Recorded data:
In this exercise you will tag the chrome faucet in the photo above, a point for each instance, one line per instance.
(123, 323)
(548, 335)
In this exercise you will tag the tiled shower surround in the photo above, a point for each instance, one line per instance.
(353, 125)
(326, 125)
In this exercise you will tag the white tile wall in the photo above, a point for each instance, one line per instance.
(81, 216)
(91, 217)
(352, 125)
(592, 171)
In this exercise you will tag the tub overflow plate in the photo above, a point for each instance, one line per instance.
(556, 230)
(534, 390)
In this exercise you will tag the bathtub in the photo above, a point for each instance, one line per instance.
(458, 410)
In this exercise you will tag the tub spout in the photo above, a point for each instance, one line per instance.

Your goal: Copy out the rows above with every "tag" changed to "mark", keeping everything else the same.

Output for this task:
In this exercise you will mark the chrome faucet in the photo above, a point for each instance, one line per instance.
(123, 323)
(548, 335)
In this exercise you will mark the tiled shower surround in the photo above, a point for each instance, one line per instance.
(353, 125)
(326, 125)
In this exercise you will mark the white tile wall in the photo above, a point for each instance, one line per instance.
(81, 216)
(91, 217)
(352, 125)
(592, 171)
In this exercise you will mark the tub overflow plate in the photo above, a point for each instance, one line per instance.
(556, 230)
(534, 390)
In this exercise you will mark the bathtub in the photo above, a point for each instance, one line per instance.
(458, 410)
In this exercise you will mark the tub spout in the photo above, a point for each instance, one line per instance.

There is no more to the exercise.